Процитированный набросок содержит очевидную реминисценцию «Снежной королевы»:

Кай возился с плоскими остроконечными льдинами, укладывая их на всевозможные лады. Есть, ведь, такая игра – складывание фигур из деревянных дощечек, которая называется «китайскою головоломкой». Кай тоже складывал разные затейливые фигуры, но из льдин, и это называлось «ледяной игрой разума». В его глазах эти фигуры были чудом искусства, а складывание их – занятием первой важности. Это происходило оттого, что в глазу у него сидел осколок волшебного зеркала! Он складывал из льдин целые слова, но никак не мог сложить того, что ему особенно хотелось, слово «вечность». Снежная королева сказала ему: «Если ты сложишь это слово, ты будешь сам себе господином, и я подарю тебе весь свет и пару новых коньков». Но он никак не мог его сложить ([Андерсен 1899: 252], пер. А. и П. Ганзен).

«Вечность» Андерсена, которую надо «сложить» из словесных фрагментов, – и соответственно мотив непонятного «языка», «обрывков слов» – в черновике речи «Памяти Врубеля» соединяется с мотивом ветра из «миров иных». В результате возникает конструкция, которой Блок и воспользуется осенью 1913 года в «Карпатах»; «вечность» из сказки датского писателя, по-видимому, откликнется в «сказочной» «вечности» («И уповать, / Что темной думы рост / Нам в вечность ») «карпатского» стихотворения: «складывание» в целостную «фразу» (целостный текст) принесенных «ветром» «случайных отрывков», «фрагментов слов», то есть истолкование неясных посланий из «миров иных», постижение таинственного «языка» «сказок» откроет поэту «Вечность», высшее, эзотерическое знание, доступное, как четко проартикулировано в речи, посвященной Врубелю, только «гению». Восстановление опущенных звеньев, связывающих мотивы сказочного «языка», «случайных отрывков» и «вечности», позволяет до некоторой степени разгадать блоковскую поэтическую загадку.

### [ИНСТРУКЦИИ К ЗАДАНИЯМ]
**A)** Какое стихотворение Блок напишет осенью 1913 года, используя конструкцию из черновика речи «Памяти Врубеля»? Ответ найдите в тексте о Блоке и «Снежной королеве».
**B)** Продолжите текст о Блоке и «Снежной королеве» после его последнего предложения.

### [ИСХОДНЫЕ МАТЕРИАЛЫ]

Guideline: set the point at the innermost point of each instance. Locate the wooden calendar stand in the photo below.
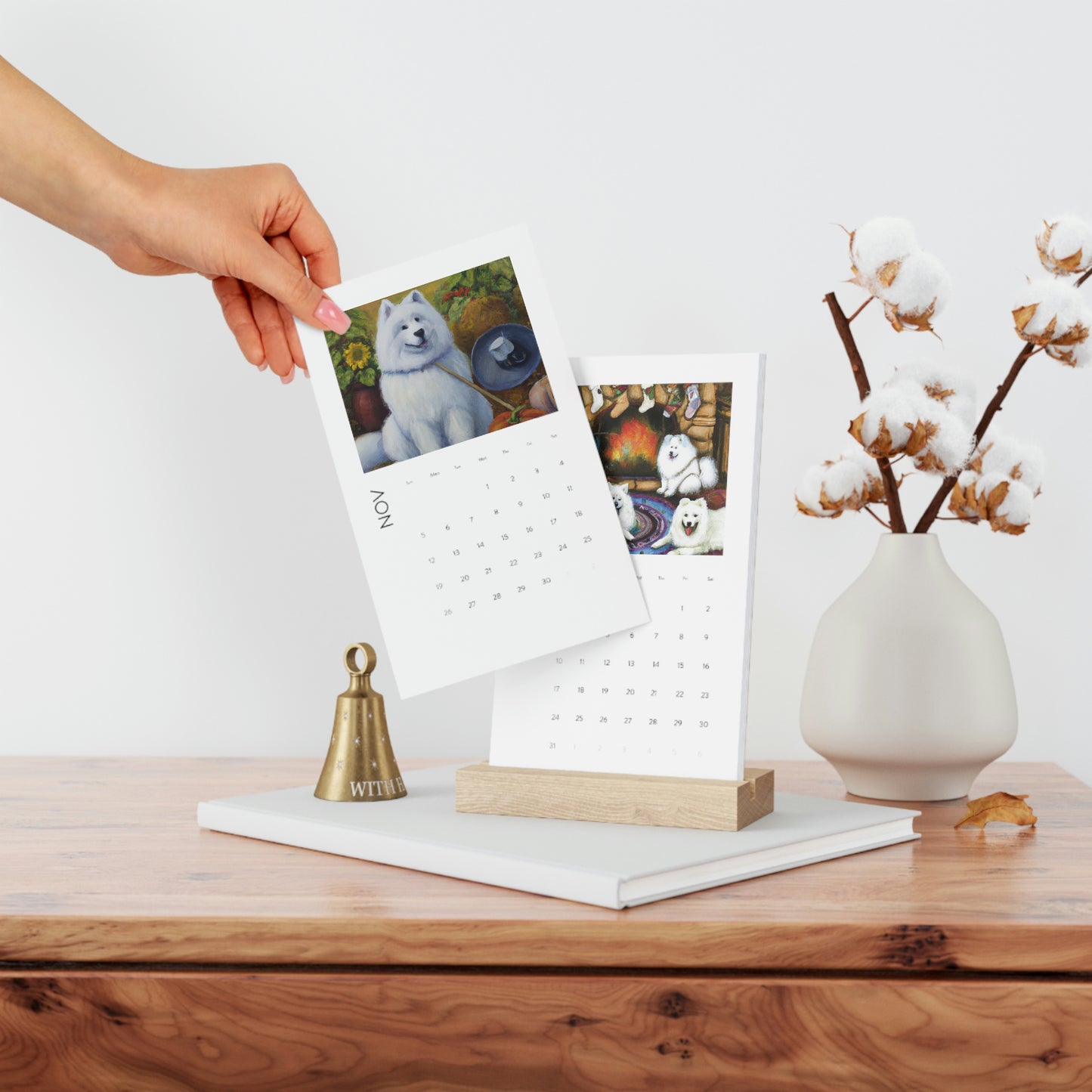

--

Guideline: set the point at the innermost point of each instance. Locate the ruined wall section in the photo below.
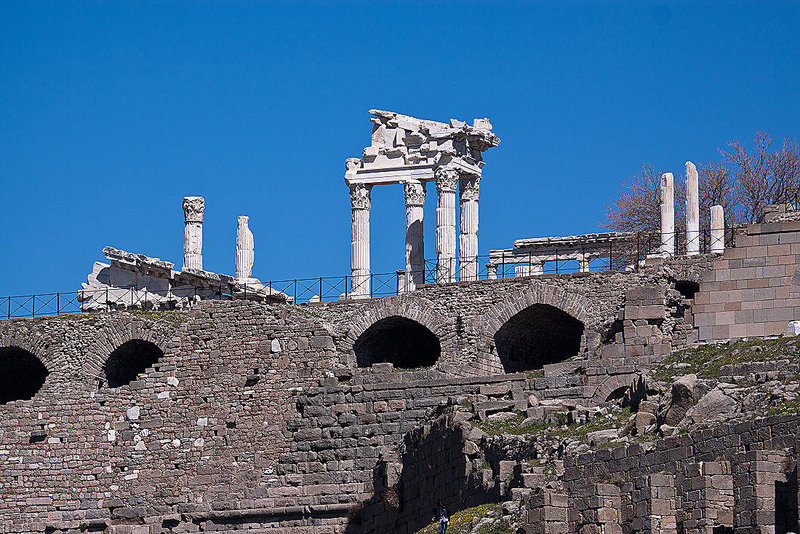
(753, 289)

### [ОТВЕТЫ К ЗАДАНИЯМ]
**A)** «Карпаты».

**B)**
Образ Кая как гениального творца («В его глазах эти фигуры были ») [101] намечен Блоком в написанной приблизительно за три-четыре недели до речи «Памяти Врубеля» некрологической заметке «Памяти В. Ф. Коммиссаржевской», в которой поэт говорит о Коммиссаржевской как о воплощении Художника (уравнивая его с символистом). Блок использует образность особого художнического зрения, связывая его с детским взглядом на мир, что приводит к появлению эксплицированной отсылки к сказке Андерсена:

Искусства не нового не бывает. Искусства вне символизма в наши дни не существует. Символист есть синоним художника. Коммиссаржевская могла любить или не любить отдельных представителей искусства, но не любить самого искусства она не могла.

– оно позволяло ей быть только с юными; но нет ничего страшнее юности: певучая юность сожгла и ее; опрокинулся факел, а мы, не зная сомнений, идем по ее пути: и опрокинутый факел юности ярче старых оплывающих свеч.

У Веры Федоровны Коммиссаржевской были глаза и голос художницы. Художник – это тот, для кого мир прозрачен, кто обладает взглядом ребенка, но во взгляде этом светится сознание зрелого человека; кто роковым образом, даже независимо от себя, по самой природе своей, видит не один только первый план мира, но и то, что скрыто за ним, ту неизвестную даль, которая для обыкновенного взора заслонена действительностью наивной; тот, наконец, кто слушает мировой оркестр и вторит ему, не фальшивя.

Насколько же все это просто для художника, настолько же непонятно а что для обывателя непонятно, то для него и недопустимо, то для него и ненавистно.

. Оттого эти большие синие глаза, глядящие на нас со сцены, так удивляли и восхищали нас; говорили о чем-то безмерно большем, чем она сама [Блок VIII, 118-119].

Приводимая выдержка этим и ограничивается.